[Passage for review]:
┌────────

Implementing Prior Authorization Best Practices
Setting up policies and procedures for obtaining prior authorization is one of the most effective things a small medical practice can do to reduce the risk of a claim being delayed, rejected, or denied. Setting up standard procedures for your administrative staff helps eliminate potential errors and delays.
Include All Necessary Information
Accurate supporting documentation plays a critical role in ensuring that your prior authorization is approved by the insurance provider. This includes adequate evidence and double-checking to make sure that all the correct CPT codes are being applied where needed.
Adhere To Recommended Treatment Guidelines
Most medical insurance providers have guidelines on how diagnostics and specialty treatments need to be performed to ensure complete coverage. Make sure that all physicians and clinical staff are aware of these guidelines and adhere to them. This includes clear communications between the billing team, clinical staff, and the physician.
Obtain Prior Authorization Even For Minor Treatments
Some minor diagnostics and treatments might not seem like they need prior authorization. While they might very well be covered by a patient’s medical insurance the payer might need them included in the documentation process. Especially if one type of diagnostic indicates the need for a more advanced procedure.

└────────

[Supplied data]:
┌────────

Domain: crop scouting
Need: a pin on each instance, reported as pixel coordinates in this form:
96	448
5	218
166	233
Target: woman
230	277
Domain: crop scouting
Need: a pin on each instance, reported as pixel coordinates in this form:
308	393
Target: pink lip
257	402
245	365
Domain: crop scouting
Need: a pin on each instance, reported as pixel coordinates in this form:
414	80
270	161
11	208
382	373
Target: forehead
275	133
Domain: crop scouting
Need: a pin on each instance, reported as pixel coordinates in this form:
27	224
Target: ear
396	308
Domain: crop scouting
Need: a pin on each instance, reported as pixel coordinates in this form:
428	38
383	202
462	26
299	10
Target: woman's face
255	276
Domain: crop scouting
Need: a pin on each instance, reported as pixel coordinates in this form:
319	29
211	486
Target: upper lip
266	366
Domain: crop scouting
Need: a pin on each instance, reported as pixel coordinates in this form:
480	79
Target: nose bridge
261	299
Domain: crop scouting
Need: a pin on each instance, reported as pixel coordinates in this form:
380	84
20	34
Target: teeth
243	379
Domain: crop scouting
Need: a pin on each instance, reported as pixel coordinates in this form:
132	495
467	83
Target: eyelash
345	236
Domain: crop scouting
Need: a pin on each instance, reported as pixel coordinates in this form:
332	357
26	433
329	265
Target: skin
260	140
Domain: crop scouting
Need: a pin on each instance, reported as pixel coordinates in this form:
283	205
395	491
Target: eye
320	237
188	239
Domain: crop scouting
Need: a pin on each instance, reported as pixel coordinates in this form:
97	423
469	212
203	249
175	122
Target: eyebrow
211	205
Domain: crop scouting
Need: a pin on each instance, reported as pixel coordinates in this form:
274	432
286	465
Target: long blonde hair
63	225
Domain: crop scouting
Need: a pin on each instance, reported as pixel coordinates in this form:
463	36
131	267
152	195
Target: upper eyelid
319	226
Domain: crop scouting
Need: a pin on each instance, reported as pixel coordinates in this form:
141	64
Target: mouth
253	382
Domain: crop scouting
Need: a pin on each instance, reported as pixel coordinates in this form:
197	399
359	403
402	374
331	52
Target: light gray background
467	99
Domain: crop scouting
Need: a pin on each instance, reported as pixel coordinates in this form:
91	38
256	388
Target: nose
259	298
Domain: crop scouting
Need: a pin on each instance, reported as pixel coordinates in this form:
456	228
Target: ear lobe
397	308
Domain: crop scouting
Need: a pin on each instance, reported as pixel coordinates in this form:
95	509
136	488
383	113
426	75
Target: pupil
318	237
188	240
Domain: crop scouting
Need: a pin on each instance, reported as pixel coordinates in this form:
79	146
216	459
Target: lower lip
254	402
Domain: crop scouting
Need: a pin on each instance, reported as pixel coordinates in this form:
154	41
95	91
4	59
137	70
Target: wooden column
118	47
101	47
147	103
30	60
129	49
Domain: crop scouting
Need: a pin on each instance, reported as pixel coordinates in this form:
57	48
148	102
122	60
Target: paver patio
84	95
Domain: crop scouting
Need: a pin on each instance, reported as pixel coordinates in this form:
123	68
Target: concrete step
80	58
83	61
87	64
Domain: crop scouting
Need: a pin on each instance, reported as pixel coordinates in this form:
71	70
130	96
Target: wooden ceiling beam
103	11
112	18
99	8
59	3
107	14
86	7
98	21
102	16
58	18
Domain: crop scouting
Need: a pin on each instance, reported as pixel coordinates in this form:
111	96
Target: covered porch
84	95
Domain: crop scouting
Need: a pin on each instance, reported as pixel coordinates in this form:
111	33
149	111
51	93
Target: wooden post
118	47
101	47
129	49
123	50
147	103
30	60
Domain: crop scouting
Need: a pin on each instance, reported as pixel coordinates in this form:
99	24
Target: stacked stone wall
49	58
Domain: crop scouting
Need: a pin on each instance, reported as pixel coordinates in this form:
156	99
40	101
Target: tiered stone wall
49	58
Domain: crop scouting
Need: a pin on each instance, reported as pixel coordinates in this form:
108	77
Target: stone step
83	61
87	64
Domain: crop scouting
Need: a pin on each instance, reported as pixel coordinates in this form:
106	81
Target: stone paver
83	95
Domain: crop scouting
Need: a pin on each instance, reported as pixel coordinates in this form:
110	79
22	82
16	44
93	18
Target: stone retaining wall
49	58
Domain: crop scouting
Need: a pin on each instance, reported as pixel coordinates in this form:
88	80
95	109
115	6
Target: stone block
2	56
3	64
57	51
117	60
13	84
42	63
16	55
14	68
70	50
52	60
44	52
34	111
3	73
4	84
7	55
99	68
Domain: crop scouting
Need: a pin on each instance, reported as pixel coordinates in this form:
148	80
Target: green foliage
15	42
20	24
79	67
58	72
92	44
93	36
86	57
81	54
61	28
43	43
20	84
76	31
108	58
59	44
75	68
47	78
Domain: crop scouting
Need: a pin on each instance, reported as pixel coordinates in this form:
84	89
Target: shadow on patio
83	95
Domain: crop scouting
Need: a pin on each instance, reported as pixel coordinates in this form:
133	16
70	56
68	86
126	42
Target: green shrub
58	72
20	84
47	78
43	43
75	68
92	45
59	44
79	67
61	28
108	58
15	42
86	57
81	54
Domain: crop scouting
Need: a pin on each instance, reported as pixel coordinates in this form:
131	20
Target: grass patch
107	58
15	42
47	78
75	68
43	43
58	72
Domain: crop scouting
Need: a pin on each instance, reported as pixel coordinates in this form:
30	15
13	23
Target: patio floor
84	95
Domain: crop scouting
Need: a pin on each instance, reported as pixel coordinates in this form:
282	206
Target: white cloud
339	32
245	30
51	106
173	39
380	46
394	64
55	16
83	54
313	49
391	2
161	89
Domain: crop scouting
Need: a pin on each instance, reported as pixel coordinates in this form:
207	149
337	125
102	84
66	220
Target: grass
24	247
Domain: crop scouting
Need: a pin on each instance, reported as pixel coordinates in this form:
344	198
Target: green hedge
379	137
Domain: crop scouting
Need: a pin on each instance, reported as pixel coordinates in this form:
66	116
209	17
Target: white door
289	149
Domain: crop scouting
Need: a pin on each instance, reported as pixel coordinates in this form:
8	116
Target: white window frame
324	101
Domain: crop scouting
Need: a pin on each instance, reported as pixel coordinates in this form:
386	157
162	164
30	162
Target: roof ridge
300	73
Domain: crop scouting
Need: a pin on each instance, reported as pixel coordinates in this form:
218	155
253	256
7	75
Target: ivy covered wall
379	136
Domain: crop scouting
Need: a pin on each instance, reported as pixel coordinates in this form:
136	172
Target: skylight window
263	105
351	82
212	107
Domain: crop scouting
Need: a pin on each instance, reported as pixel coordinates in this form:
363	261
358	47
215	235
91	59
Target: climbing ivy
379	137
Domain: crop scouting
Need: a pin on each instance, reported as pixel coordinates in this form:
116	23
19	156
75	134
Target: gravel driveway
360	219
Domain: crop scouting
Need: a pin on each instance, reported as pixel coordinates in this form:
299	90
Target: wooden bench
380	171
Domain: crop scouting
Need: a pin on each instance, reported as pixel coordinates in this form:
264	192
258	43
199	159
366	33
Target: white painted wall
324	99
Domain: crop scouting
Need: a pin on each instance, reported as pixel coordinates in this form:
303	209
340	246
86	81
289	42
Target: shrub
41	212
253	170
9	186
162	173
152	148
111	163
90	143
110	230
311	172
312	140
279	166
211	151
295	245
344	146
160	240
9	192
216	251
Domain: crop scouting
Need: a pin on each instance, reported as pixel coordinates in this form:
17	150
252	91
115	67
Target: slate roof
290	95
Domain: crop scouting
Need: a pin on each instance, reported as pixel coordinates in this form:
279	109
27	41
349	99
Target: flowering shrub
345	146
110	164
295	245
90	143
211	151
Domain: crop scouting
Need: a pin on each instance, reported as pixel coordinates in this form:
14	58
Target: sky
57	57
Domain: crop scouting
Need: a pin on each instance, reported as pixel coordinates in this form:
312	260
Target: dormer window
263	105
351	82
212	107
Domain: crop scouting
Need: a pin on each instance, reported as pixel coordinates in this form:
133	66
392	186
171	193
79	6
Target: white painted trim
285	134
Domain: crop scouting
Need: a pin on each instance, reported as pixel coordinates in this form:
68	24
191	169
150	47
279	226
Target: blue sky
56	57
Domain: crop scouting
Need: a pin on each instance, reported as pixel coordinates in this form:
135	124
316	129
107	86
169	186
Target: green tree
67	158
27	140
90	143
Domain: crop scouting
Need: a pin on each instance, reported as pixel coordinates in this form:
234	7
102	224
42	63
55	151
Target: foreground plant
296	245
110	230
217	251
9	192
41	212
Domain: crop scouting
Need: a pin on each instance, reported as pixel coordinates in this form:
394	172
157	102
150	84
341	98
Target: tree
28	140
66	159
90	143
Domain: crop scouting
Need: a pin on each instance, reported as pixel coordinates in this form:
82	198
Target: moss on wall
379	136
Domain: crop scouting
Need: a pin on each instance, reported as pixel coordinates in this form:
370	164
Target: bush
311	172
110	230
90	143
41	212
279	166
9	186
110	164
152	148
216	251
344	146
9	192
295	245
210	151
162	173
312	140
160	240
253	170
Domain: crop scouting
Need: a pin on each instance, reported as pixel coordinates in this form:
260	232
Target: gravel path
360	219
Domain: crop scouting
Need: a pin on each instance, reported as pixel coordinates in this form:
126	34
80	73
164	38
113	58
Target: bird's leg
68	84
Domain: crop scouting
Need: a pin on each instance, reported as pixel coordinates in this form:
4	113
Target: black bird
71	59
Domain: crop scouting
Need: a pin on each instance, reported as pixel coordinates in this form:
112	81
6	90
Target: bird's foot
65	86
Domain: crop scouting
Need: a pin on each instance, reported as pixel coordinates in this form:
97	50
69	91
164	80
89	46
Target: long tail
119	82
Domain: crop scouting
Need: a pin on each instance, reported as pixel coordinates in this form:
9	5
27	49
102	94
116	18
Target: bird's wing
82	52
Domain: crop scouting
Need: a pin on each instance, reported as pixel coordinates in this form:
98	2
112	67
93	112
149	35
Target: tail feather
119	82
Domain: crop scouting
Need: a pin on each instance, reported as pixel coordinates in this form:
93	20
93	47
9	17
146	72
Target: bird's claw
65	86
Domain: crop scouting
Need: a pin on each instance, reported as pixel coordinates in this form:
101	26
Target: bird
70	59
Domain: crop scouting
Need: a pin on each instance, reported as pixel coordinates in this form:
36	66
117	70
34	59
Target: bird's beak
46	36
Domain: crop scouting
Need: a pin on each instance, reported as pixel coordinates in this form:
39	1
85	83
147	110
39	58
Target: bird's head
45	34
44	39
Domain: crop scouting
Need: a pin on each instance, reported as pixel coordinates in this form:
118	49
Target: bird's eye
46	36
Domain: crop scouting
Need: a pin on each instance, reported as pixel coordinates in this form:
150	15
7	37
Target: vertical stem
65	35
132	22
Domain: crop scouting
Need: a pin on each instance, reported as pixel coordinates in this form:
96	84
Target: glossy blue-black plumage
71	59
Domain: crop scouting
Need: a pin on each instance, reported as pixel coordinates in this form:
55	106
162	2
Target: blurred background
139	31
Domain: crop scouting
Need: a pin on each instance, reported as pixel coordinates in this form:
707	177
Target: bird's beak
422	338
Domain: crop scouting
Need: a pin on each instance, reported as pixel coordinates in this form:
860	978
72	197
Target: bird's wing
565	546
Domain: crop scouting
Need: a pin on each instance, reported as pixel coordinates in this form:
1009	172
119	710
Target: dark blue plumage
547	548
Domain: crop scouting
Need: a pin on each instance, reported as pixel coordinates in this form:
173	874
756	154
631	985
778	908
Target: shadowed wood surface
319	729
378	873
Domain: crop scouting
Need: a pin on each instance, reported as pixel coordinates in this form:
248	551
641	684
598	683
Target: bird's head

└────────

[Exercise requirements]:
1. In the passage on prior authorization best practices, rewrite the paragraph beginning "Most medical insurance providers have guidelines" as a short bulleted list that keeps its main facts.
2. Decide whether each statement agrees with the passage on prior authorization best practices. Answer yes or no, and quote the words from the passage that decide it.
(a) Standard procedures for administrative staff help eliminate potential errors and delays.
(b) Minor diagnostics never need to be included in the documentation process.
(c) Supporting documentation should include a check that the correct CPT codes are applied.
3. Carry on the passage on prior authorization best practices, starting after its last sentence.

[Answer section]:
1.
- Most medical insurance providers have guidelines on how diagnostics and specialty treatments must be performed for complete coverage.
- All physicians and clinical staff should know these guidelines and follow them.
- This requires clear communication among the billing team, the clinical staff, and the physician.

2.
(a) Yes: "Setting up standard procedures for your administrative staff helps eliminate potential errors and delays."
(b) No: "the payer might need them included in the documentation process."
(c) Yes: "double-checking to make sure that all the correct CPT codes are being applied where needed."

3.
This includes things like imaging processes such as magnetic resonance imaging (MRI) and computerized tomography (CT) scans as well as things like the use of higher-cost brand-name pharmaceuticals.
Routinely Update Contracts With Insurance Providers
Most insurance providers will update their contracts on a routine basis. Staying up to date with contracts include things like accurate reimbursement requirements as well as fee schedules and the conditions providers mandate for prompt reimbursement.
Since you are likely going to have multiple different providers throughout the spectrum of your patients, it helps to stay up to date on the top 12 to 15 insurance providers that your network uses. This reduces the risk of delays due to needing contracts updated during the treatment or diagnostic process.
Implement Specific Templates
One convenient way to reduce errors is to use specific EHR clinical templates that are customized to each insurance or payer network. This makes it easier for them to process your prior authorization requests by giving them the critical information in exactly the way they want to see it. You might also want to strongly consider using ASC X12 278 Health Care Services Request functionality where available. This makes it easier than ever to submit prior authorization requests and receive the results promptly.
Perform Routine Audits & Training
Spot checking and performing audits is an important component of any successful medical billing process. This includes performing routine audits throughout your prior authorization processes. This can help catch minor problems and common errors before they snowball into more serious problems. It can also go a long way toward helping to educate and update your clinical in-house administrative staff.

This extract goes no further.